### Exercise inputs
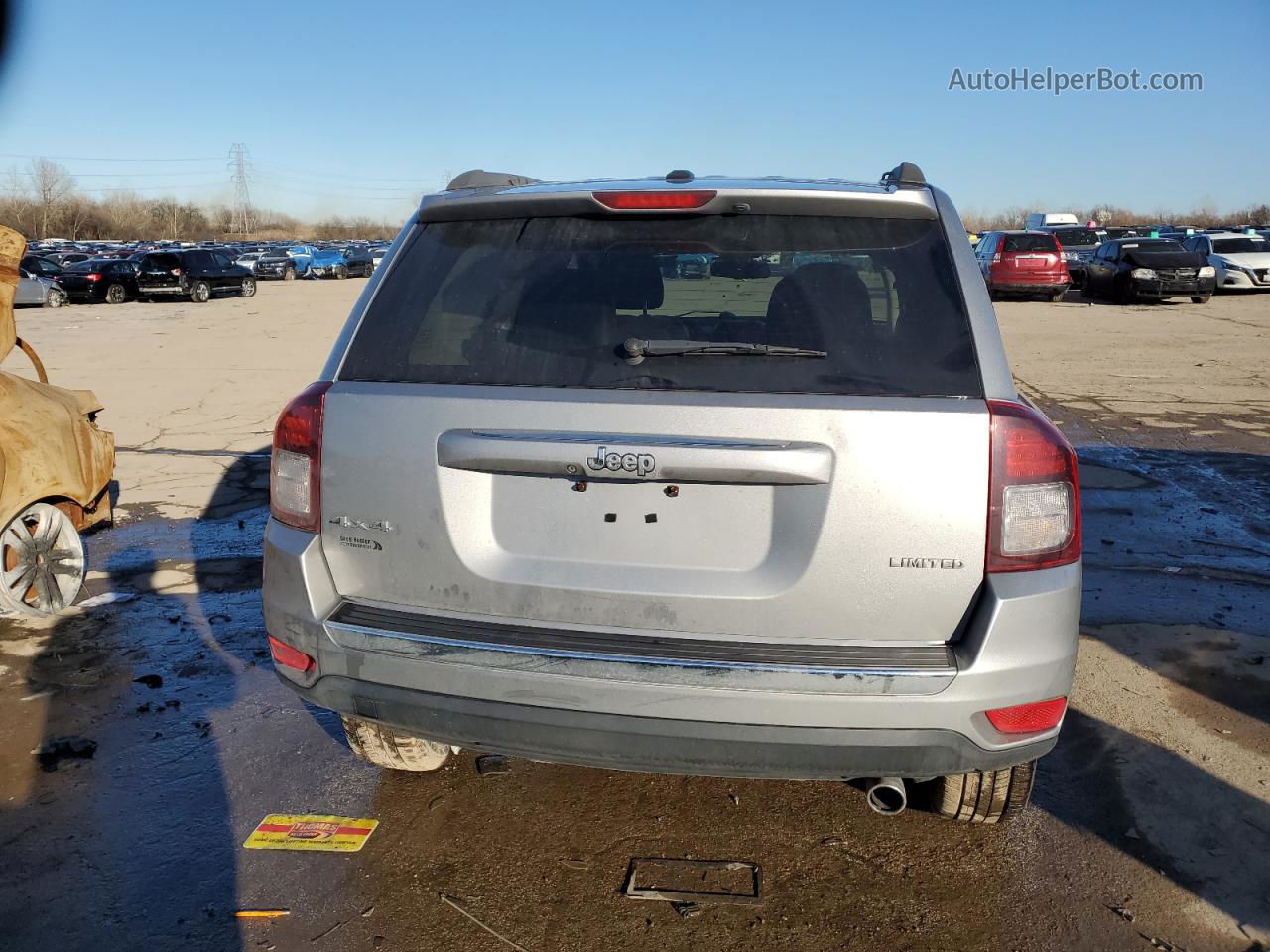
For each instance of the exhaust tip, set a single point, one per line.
(887, 796)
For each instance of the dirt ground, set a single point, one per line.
(1151, 820)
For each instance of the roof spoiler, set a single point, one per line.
(479, 178)
(903, 175)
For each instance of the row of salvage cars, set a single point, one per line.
(56, 470)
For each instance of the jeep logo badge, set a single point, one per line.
(638, 463)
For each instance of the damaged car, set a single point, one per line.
(55, 471)
(1148, 270)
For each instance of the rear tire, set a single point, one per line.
(385, 747)
(984, 796)
(200, 293)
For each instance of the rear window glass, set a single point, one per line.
(1029, 243)
(1248, 245)
(550, 301)
(1080, 236)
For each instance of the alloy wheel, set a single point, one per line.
(41, 561)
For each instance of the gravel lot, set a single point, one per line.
(1151, 824)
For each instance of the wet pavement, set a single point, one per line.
(1151, 819)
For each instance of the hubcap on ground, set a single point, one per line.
(41, 561)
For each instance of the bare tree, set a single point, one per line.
(49, 184)
(126, 216)
(77, 216)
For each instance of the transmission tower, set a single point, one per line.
(239, 166)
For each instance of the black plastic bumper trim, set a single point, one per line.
(662, 744)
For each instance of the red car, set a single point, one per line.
(1023, 263)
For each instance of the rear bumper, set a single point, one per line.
(1174, 289)
(671, 714)
(665, 744)
(1047, 286)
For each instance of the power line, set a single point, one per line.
(100, 159)
(155, 188)
(336, 185)
(362, 178)
(136, 175)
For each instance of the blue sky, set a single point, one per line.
(356, 108)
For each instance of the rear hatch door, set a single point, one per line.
(488, 449)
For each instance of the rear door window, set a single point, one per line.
(549, 302)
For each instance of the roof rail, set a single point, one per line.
(905, 175)
(479, 178)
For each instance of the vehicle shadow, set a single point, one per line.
(1178, 567)
(139, 830)
(1165, 811)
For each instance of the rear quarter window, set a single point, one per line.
(548, 302)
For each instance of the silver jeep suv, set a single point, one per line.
(788, 517)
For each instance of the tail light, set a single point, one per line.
(653, 200)
(294, 657)
(1034, 497)
(295, 471)
(1028, 719)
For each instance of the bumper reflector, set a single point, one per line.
(1028, 719)
(293, 657)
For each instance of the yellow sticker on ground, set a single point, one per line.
(330, 834)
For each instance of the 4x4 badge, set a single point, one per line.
(639, 463)
(350, 524)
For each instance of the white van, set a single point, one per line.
(1049, 220)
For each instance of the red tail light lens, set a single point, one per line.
(295, 471)
(1028, 719)
(1034, 497)
(653, 200)
(290, 656)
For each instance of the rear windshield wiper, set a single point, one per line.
(636, 349)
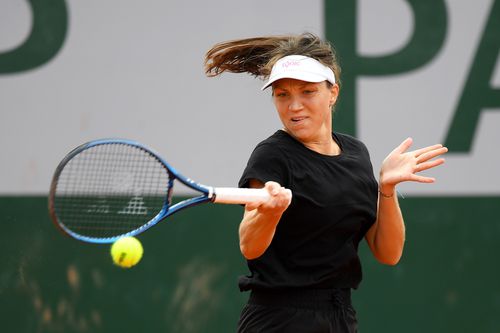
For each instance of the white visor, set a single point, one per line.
(300, 68)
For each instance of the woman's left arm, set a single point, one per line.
(387, 235)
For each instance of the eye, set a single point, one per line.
(309, 91)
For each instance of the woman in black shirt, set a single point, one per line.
(303, 252)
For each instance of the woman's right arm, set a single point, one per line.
(259, 221)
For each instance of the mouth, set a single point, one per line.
(297, 119)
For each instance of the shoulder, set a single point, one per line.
(349, 142)
(276, 144)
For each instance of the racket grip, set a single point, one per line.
(233, 195)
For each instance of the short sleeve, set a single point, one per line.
(266, 163)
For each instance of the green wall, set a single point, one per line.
(447, 280)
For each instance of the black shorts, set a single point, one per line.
(305, 311)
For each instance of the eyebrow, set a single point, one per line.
(300, 85)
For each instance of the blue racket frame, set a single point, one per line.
(167, 210)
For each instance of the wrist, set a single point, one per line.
(386, 191)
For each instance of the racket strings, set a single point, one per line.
(110, 189)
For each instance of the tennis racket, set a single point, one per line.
(111, 188)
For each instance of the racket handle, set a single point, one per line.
(233, 195)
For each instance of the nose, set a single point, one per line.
(295, 104)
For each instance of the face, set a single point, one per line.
(305, 108)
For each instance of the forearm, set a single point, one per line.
(256, 232)
(386, 237)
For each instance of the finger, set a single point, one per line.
(273, 188)
(422, 179)
(404, 145)
(428, 165)
(422, 151)
(431, 154)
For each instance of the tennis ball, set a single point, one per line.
(126, 252)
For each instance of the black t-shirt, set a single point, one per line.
(334, 203)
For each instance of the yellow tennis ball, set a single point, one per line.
(126, 252)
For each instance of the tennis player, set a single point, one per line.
(302, 253)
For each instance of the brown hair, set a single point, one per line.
(257, 55)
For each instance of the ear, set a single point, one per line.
(334, 94)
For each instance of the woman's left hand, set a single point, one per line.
(402, 165)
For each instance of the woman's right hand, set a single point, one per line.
(260, 220)
(280, 198)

### Task
Restate the whole listing above exactly, except for its images.

### Answer for the task
For each instance of the exhaust tip, set a single point, one per line.
(887, 796)
For each instance of the dirt ground, set a single point, one per line.
(1151, 820)
For each instance of the roof spoiler, set a single point, one per line.
(479, 178)
(903, 175)
For each instance of the row of salvage cars, set a single point, one per line.
(56, 470)
For each instance of the jeep logo badge, set a single point, one per line.
(638, 463)
For each instance of the damaged car, set a single point, one per line.
(55, 471)
(1148, 270)
For each instance of the rear tire, set a single point, one per line.
(385, 747)
(984, 796)
(200, 293)
For each instance of the rear window glass, set a single point, one per line.
(1029, 243)
(1248, 245)
(550, 301)
(1080, 236)
For each instance of the alloy wheel, set a single point, one per line.
(41, 561)
For each instance of the gravel lot, set a single point, one per line.
(1151, 824)
For each instance of the wet pavement, set a single point, one per line.
(1151, 819)
For each instance of the hubcap on ground, set a single point, one per line.
(41, 561)
For each instance of the bare tree, set a single point, one per line.
(49, 184)
(126, 216)
(77, 216)
For each instance of the transmission tower, set a single point, one per line.
(239, 166)
For each instance of the black plastic bumper trim, set a single point, one per line.
(662, 744)
For each instance of the red car, set a single point, one per line.
(1023, 263)
For each instance of the rear bumper, set a single point, one per line.
(1174, 289)
(671, 714)
(665, 744)
(1047, 286)
For each instance of the power line, set a single point, one per line.
(100, 159)
(155, 188)
(336, 185)
(362, 178)
(136, 175)
For each instance of the blue sky, set a single point, one per line.
(356, 108)
For each instance of the rear hatch door, set a single point, one per line.
(488, 449)
For each instance of the rear door window, set a single point, one per line.
(549, 302)
For each instance of the roof rail, set a single point, one per line.
(905, 175)
(479, 178)
For each instance of the vehicle shadow, set a single point, one per line.
(1178, 567)
(139, 830)
(1165, 811)
For each instance of the rear quarter window, set a single point, one per line.
(548, 302)
For each instance of the silver jeep suv, set a single point, one per line.
(788, 517)
For each instance of the tail light, set a single point, one per line.
(653, 200)
(294, 657)
(1034, 497)
(295, 471)
(1028, 719)
For each instance of the bumper reflector, set a single point, one per line.
(1028, 719)
(293, 657)
For each instance of the yellow sticker on ground, set a single point, one per line.
(330, 834)
For each instance of the 4x4 badge, set a single point, one per line.
(639, 463)
(350, 524)
For each instance of the white van, set a single point, one per line.
(1049, 220)
For each instance of the red tail light lens, set a single point, one per line.
(295, 471)
(1028, 719)
(1034, 497)
(653, 200)
(290, 656)
For each instance of the rear windshield wiper, set a single point, one per line.
(636, 349)
For each instance of the white visor, set a single point, one per line.
(300, 68)
For each instance of the woman's left arm, set a single point, one per line.
(387, 235)
For each instance of the eye, set a single point, one per line.
(309, 91)
For each instance of the woman in black shirt, set a single point, one per line.
(303, 252)
For each instance of the woman's right arm, set a single point, one per line.
(259, 221)
For each instance of the mouth, set a single point, one per line.
(297, 119)
For each instance of the shoulder, set a single point, one per line.
(349, 142)
(276, 144)
For each instance of the racket grip, set a single point, one per line.
(233, 195)
For each instance of the short sleeve, set a single point, one per line.
(266, 163)
For each instance of the green wall, set a single point, one per line.
(447, 280)
For each instance of the black shorts, set a single point, one per line.
(305, 311)
For each instance of the eyebrow, set a single point, one per line.
(300, 85)
For each instance of the blue racket frame, set a single point, one per line.
(167, 210)
For each instance of the wrist, set a single point, one per line.
(386, 191)
For each instance of the racket strings, set a single point, one per line.
(110, 189)
For each instance of the tennis racket, set a single point, one per line.
(111, 188)
For each instance of the racket handle, set a single point, one per line.
(233, 195)
For each instance of the nose, set a single point, one per line.
(295, 104)
For each instance of the face, set a single point, one per line.
(305, 108)
For each instance of the forearm, set a single point, one per line.
(256, 232)
(386, 237)
For each instance of the finger, set a single point, one per line.
(273, 188)
(422, 179)
(404, 145)
(428, 165)
(422, 151)
(431, 154)
For each instance of the tennis ball, set a single point, one per line.
(126, 252)
For each instance of the black t-shirt, set a single point, one per line.
(334, 203)
For each instance of the yellow tennis ball, set a single point, one per line.
(126, 252)
For each instance of the tennis player, set a single point, one per line.
(302, 253)
For each instance of the brown hair, set a single point, one per line.
(257, 55)
For each instance of the ear, set a single point, one per line.
(334, 94)
For each instance of the woman's left hand, set a single point, one per line.
(402, 165)
For each instance of the woman's right hand, set a single point, one per line.
(260, 220)
(280, 198)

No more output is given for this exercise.